**TO BE DONE:** Identify each line of the data below that contains the word "door" and copy those lines out in full. Case counts when matching.

Source data:
....

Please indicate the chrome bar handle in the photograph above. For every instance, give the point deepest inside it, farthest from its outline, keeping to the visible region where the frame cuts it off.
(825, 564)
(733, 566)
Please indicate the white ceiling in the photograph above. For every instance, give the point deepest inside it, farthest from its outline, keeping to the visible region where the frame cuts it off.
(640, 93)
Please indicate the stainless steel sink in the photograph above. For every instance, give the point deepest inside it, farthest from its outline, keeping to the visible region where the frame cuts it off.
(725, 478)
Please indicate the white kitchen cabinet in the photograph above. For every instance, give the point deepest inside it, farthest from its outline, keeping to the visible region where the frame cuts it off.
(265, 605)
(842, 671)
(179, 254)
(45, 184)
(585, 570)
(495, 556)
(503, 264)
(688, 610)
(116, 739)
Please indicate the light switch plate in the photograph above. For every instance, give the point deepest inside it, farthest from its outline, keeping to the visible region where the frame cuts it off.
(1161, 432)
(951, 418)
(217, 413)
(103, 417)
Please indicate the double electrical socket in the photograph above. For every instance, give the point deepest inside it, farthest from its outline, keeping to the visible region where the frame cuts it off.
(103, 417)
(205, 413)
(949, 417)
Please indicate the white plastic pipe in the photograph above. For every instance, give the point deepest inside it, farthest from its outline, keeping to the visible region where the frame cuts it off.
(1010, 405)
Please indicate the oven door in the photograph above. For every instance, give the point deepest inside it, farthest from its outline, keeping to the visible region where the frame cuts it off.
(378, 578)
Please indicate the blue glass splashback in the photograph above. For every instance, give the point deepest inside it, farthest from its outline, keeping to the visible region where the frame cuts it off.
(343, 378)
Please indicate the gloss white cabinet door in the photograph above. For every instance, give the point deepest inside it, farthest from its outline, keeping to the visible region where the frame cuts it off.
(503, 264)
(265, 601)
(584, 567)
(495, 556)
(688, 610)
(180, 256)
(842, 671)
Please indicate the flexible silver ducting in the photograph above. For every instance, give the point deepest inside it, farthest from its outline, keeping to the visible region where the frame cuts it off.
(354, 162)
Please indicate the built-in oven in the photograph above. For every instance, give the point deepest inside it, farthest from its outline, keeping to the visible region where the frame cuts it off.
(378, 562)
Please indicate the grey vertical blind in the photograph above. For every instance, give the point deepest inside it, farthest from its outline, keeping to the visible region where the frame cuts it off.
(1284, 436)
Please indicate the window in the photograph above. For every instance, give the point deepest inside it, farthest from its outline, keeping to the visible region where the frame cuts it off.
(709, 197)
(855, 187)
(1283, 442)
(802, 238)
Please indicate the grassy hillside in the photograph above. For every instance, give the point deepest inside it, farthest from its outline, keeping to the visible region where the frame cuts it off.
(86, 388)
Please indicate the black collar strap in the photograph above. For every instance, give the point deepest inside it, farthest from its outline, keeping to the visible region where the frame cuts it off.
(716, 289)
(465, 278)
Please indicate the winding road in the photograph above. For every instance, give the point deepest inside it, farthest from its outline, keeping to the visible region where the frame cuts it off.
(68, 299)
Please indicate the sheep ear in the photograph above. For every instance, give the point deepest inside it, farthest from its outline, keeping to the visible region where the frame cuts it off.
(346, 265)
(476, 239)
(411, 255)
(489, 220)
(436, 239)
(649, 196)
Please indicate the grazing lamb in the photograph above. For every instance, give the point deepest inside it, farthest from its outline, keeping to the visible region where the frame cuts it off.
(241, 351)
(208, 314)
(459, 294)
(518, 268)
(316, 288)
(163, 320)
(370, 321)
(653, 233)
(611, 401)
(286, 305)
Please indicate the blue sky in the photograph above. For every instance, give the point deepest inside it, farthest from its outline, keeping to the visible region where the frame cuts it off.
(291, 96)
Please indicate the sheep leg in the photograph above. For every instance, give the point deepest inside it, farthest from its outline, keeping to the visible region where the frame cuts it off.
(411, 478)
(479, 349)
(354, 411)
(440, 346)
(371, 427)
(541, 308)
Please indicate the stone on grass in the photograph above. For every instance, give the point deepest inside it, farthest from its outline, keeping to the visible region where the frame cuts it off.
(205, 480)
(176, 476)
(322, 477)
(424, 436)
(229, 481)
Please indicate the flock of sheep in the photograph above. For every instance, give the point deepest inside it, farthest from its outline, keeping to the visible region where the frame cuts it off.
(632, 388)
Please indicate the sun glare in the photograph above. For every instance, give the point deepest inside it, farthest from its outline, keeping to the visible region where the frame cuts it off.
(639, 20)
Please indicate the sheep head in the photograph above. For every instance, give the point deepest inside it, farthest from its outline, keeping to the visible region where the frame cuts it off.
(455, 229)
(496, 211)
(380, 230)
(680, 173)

....

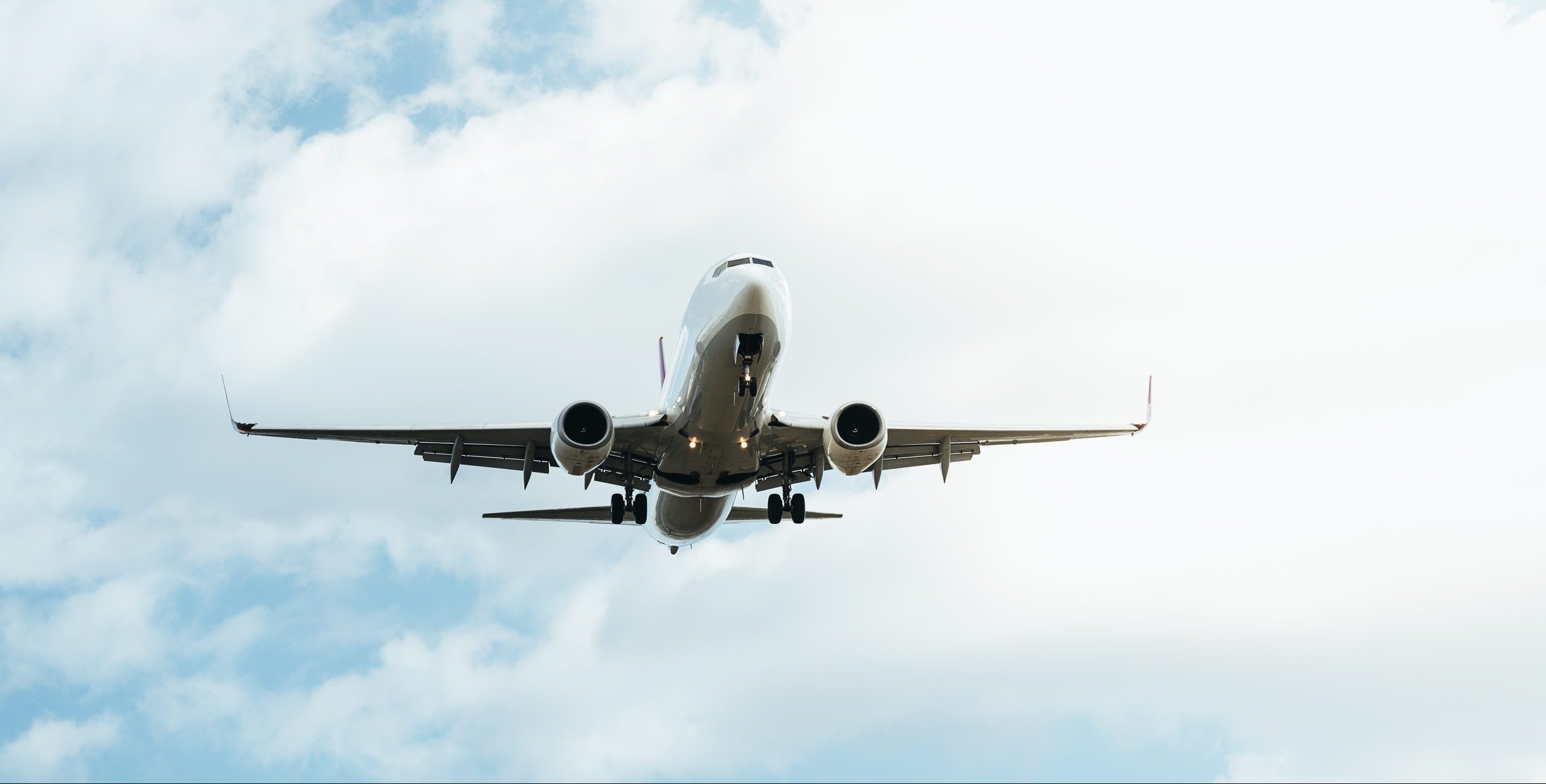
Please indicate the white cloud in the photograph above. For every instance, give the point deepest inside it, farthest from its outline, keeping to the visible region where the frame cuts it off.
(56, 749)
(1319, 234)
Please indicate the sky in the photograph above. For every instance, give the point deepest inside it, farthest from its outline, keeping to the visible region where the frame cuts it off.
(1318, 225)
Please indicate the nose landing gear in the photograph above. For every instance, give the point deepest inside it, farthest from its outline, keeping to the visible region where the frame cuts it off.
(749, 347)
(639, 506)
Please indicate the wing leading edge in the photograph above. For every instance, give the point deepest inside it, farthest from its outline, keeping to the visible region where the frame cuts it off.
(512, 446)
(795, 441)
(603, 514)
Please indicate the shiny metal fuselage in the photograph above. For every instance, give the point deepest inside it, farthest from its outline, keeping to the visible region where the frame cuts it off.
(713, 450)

....

**ANSWER BELOW:**
Please indicate the oven door in the photograph above. For every instance, give the point deepest inside it, farthest from its outline, keeping to the visible region where the frame cuts it off.
Please indicate the gloss white cabinet door in the photograph above. For every instance, give the point deepest inside it, farthest from its outline, keeping to the visible region where the frame cuts it off.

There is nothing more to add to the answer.